> _Consignes de l'exercice_:
1. Répondez aux questions suivantes à partir du texte ci-dessous sur l'intelligence émotionnelle.
(a) Comment le texte définit-il l'intelligence émotionnelle ?
(b) Quelle organisation a ajouté l'intelligence émotionnelle aux 10 principales compétences du Future of Work, et en quelle année ?
(c) D'après le deuxième paragraphe, à quoi le fait d'être à l'écoute de ses émotions et de celles de ses interlocuteurs est-il une condition essentielle ?
2. Pour chaque affirmation, indiquez si elle s'accorde avec le texte ci-dessous sur l'intelligence émotionnelle. Répondez par oui ou par non et citez les mots du texte qui tranchent.
(a) L'intelligence émotionnelle ne porte que sur ses propres émotions.
(b) L'émergence de l'intelligence artificielle, de l'apprentissage automatique et de la robotique entraîne un besoin croissant en soft skills.
(c) Le Forum Économique Mondial a ajouté l'intelligence émotionnelle aux principales compétences du Future of Work en 2018.
3. Poursuivez le texte ci-dessous sur l'intelligence émotionnelle à partir de l'endroit où il s'arrête.

L’émergence de l’intelligence artificielle, de l’apprentissage automatique, ou encore de la robotique entraînent un besoin croissant en soft skills. Et ce, notamment en ce qui concerne l’intelligence émotionnelle. On désigne cette dernière par la capacité à reconnaitre, comprendre et gérer nos propres émotions comme celles des autres. En 2020, le Forum Économique Mondial a même ajouté l’Intelligence émotionnelle aux 10 principales compétences du Future of Work.
Après les bouleversements introduits par la pandémie sur la manière dont nous travaillons et interagissons avec nos collègues, partenaires ou même clients, être plus à l’écoute de ses émotions et de celles de nos interlocuteurs est une condition essentielle à la création de lien, en dépit de la distance. Encore faut-il comprendre quelle réalité elle englobe dans le milieu du travail, et en particulier en matière de management. Mais aussi (et surtout) comment la développer et l’encourager au sein de ses équipes !
Qu’est-ce que l’intelligence émotionnelle ?

> _Données_:
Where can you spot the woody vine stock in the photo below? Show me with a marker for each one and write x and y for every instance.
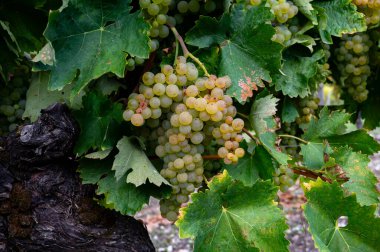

> _Réponses rédigées_:
1.
(a) C'est la capacité à reconnaître, comprendre et gérer nos propres émotions comme celles des autres.
(b) Le Forum Économique Mondial, en 2020.
(c) À la création de lien, en dépit de la distance.

2.
(a) Non : « la capacité à reconnaitre, comprendre et gérer nos propres émotions comme celles des autres ».
(b) Oui : « entraînent un besoin croissant en soft skills ».
(c) Non : « En 2020, le Forum Économique Mondial a même ajouté l’Intelligence émotionnelle aux 10 principales compétences du Future of Work ».

3.
L’intelligence émotionnelle est une construction relativement nouvelle. Cependant, tous les experts s’accordent pour dire que son impact sur notre manière de travailler sera déterminant à l’avenir. Bien que le premier article universitaire sur l’intelligence émotionnelle soit paru en 1990, le sujet s’est réellement démocratisé en 1995. Dans son essai Emotional Intelligence: Why It Can Matter More Than IQ, le journaliste scientifique Daniel Goleman en précise les contours.
L’intelligence émotionnelle est la capacité d’identifier et de gérer ses émotions personnelles ainsi que les émotions des autres. Dans le monde du travail, elle aide à nouer des relations plus solides, à renforcer notre résilience et à atteindre nos objectifs. Parvenir à anticiper son ressenti et ses émotions dans une situation donnée permettrait en effet de mieux évaluer la réaction de son interlocuteur dans un environnement similaire. Et ce faisant, de créer des interactions sociales plus favorables de part et d’autre !
Les personnes « émotionnellement intelligentes » acquièrent ainsi des aptitudes sociales telles que la capacité de résoudre des conflits, de transmettre des connaissances ou de gérer des équipes. Goleman la divise en 4 compétences clés :
- La connaissance de soi ;
- L’auto-régulation ;
- La conscience sociale ;
- Le management relationnel.
Pourquoi intelligence émotionnelle et management font-ils la paire ?
Les cas de solitude, de dépression, et d’autres problèmes de santé mentale au travail inquiètent toujours plus les entreprises. En effet, ces tendances sont à la hausse depuis plusieurs années.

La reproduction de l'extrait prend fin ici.